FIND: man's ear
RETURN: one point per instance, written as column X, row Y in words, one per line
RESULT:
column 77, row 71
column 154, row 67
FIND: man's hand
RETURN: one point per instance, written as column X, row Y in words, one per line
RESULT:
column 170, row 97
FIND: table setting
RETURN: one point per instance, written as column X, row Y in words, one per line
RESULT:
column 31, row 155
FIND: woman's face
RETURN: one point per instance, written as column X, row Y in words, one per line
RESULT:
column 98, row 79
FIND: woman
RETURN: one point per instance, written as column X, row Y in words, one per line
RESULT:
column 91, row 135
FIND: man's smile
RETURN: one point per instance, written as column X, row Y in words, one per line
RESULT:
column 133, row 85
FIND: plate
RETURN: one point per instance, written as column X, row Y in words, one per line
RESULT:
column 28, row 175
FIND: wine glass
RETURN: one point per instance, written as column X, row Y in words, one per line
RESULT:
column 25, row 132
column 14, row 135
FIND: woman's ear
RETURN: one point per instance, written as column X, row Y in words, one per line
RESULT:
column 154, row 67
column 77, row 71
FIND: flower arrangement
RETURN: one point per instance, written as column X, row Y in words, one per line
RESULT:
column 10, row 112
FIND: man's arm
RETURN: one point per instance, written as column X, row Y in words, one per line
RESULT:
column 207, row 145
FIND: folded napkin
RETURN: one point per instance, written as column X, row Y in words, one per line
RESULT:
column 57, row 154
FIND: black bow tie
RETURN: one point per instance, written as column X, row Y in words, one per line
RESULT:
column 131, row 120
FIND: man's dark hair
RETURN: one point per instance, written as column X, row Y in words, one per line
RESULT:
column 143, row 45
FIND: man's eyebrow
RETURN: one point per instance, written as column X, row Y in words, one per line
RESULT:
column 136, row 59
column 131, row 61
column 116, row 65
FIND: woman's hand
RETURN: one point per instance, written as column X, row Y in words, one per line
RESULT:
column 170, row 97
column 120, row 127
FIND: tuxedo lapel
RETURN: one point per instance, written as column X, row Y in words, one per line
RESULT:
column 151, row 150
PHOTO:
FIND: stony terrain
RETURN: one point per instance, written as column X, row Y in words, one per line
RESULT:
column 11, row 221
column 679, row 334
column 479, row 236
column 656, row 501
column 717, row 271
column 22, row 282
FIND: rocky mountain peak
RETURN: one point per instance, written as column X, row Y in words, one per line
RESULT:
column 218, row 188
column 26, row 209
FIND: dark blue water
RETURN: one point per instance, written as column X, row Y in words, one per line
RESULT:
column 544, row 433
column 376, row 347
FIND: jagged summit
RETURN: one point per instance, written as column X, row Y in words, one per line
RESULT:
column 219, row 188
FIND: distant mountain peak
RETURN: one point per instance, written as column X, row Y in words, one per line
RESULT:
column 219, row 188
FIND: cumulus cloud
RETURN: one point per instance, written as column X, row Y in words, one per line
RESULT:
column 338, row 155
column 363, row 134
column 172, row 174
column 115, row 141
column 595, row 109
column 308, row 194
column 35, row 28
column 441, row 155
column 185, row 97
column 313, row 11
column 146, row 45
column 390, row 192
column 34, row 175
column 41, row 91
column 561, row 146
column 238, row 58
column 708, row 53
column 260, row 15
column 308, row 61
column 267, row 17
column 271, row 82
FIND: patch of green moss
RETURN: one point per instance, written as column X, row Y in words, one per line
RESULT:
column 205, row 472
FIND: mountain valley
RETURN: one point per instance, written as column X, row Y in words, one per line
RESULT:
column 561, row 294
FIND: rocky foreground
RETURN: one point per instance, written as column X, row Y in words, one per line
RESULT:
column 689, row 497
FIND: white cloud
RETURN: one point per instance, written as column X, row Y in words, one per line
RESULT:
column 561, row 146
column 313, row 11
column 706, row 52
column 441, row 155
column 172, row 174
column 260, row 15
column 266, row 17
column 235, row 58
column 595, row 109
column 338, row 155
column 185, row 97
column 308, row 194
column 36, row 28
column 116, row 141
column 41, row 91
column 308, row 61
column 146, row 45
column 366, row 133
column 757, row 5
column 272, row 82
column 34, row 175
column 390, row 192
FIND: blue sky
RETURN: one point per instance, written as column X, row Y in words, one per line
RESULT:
★ ★ ★ ★ ★ ★ ★
◆ Your task ◆
Word for word, output all of the material above.

◆ Solution for this exercise ◆
FIND: man's ear
RETURN: one point per instance, written as column X, row Y in words, one per line
RESULT:
column 77, row 71
column 154, row 67
FIND: man's hand
RETURN: one point per instance, written as column X, row Y in words, one per line
RESULT:
column 170, row 97
FIND: table setting
RETURN: one point per instance, written as column X, row Y in words, one per line
RESULT:
column 31, row 155
FIND: woman's face
RETURN: one point per instance, written as column X, row Y in words, one per line
RESULT:
column 98, row 79
FIND: woman
RETURN: one point per instance, written as column X, row Y in words, one per line
RESULT:
column 91, row 135
FIND: man's smile
RETURN: one point per instance, written as column X, row Y in words, one per line
RESULT:
column 133, row 85
FIND: plate
RETURN: one point per instance, written as column X, row Y in words, one per line
RESULT:
column 28, row 175
FIND: wine glass
RETURN: one point per instance, written as column X, row Y in words, one per line
RESULT:
column 25, row 132
column 14, row 135
FIND: woman's ear
RETURN: one point per instance, written as column X, row Y in words, one per line
RESULT:
column 154, row 67
column 77, row 71
FIND: flower arrangement
RETURN: one point per instance, written as column X, row Y in words, one per line
RESULT:
column 10, row 112
FIND: man's arm
RETURN: one point per instance, written as column X, row Y in words, one per line
RESULT:
column 207, row 145
FIND: folded napkin
RETURN: one point per instance, written as column X, row Y in words, one per line
RESULT:
column 57, row 154
FIND: black bow tie
RETURN: one point per instance, written as column X, row Y in words, one per line
RESULT:
column 131, row 120
FIND: man's dark hair
RETURN: one point per instance, written as column X, row Y in words, one per line
RESULT:
column 143, row 45
FIND: man's eyebrow
RETURN: one point per instance, written as column X, row Y in words, one per line
RESULT:
column 136, row 59
column 131, row 61
column 116, row 65
FIND: woman's hand
RETURN: one point per instance, written as column X, row Y in words, one per line
RESULT:
column 170, row 97
column 120, row 127
FIND: tuxedo lapel
RETURN: one point per instance, written as column X, row Y in words, one per line
RESULT:
column 151, row 150
PHOTO:
FIND: stony terrain
RETURN: one point per instance, written as column X, row Y in words, one per line
RESULT:
column 11, row 221
column 679, row 334
column 479, row 236
column 656, row 501
column 717, row 271
column 22, row 282
FIND: rocky mountain peak
RETURN: one point per instance, written as column X, row Y in words, one per line
RESULT:
column 218, row 188
column 26, row 209
FIND: dark blue water
RETURN: one point per instance, written as column X, row Y in words, one per line
RESULT:
column 544, row 433
column 376, row 347
FIND: jagged summit
RETURN: one point per instance, written as column X, row Y in words, one per line
RESULT:
column 219, row 188
FIND: distant mountain peak
RETURN: one point per instance, written as column X, row Y in words, one per line
RESULT:
column 219, row 188
FIND: cumulus cloud
RETURN: one point per instance, written as column X, row Y in words, one per line
RESULT:
column 338, row 155
column 363, row 134
column 172, row 174
column 115, row 141
column 595, row 109
column 308, row 194
column 35, row 28
column 441, row 155
column 185, row 97
column 313, row 11
column 146, row 45
column 390, row 192
column 34, row 175
column 41, row 91
column 561, row 146
column 238, row 58
column 708, row 53
column 260, row 15
column 308, row 61
column 267, row 17
column 271, row 82
FIND: patch of green moss
RETURN: one point per instance, written as column X, row Y in words, one per line
RESULT:
column 205, row 472
FIND: mountain valley
RETURN: one point per instance, written as column X, row Y in words, one per line
RESULT:
column 561, row 294
FIND: rocky foreground
RETURN: one point per instance, written as column X, row Y in words, one per line
RESULT:
column 689, row 497
FIND: white cloud
RETURN: one point per instance, written as column X, row Y in words, one per line
RESULT:
column 561, row 146
column 313, row 11
column 706, row 52
column 441, row 155
column 172, row 174
column 260, row 15
column 266, row 17
column 235, row 58
column 595, row 109
column 338, row 155
column 185, row 97
column 308, row 194
column 36, row 28
column 116, row 141
column 41, row 91
column 308, row 61
column 146, row 45
column 366, row 133
column 757, row 5
column 272, row 82
column 34, row 175
column 390, row 192
FIND: blue sky
RETURN: one point per instance, written as column X, row Y in words, one per line
RESULT:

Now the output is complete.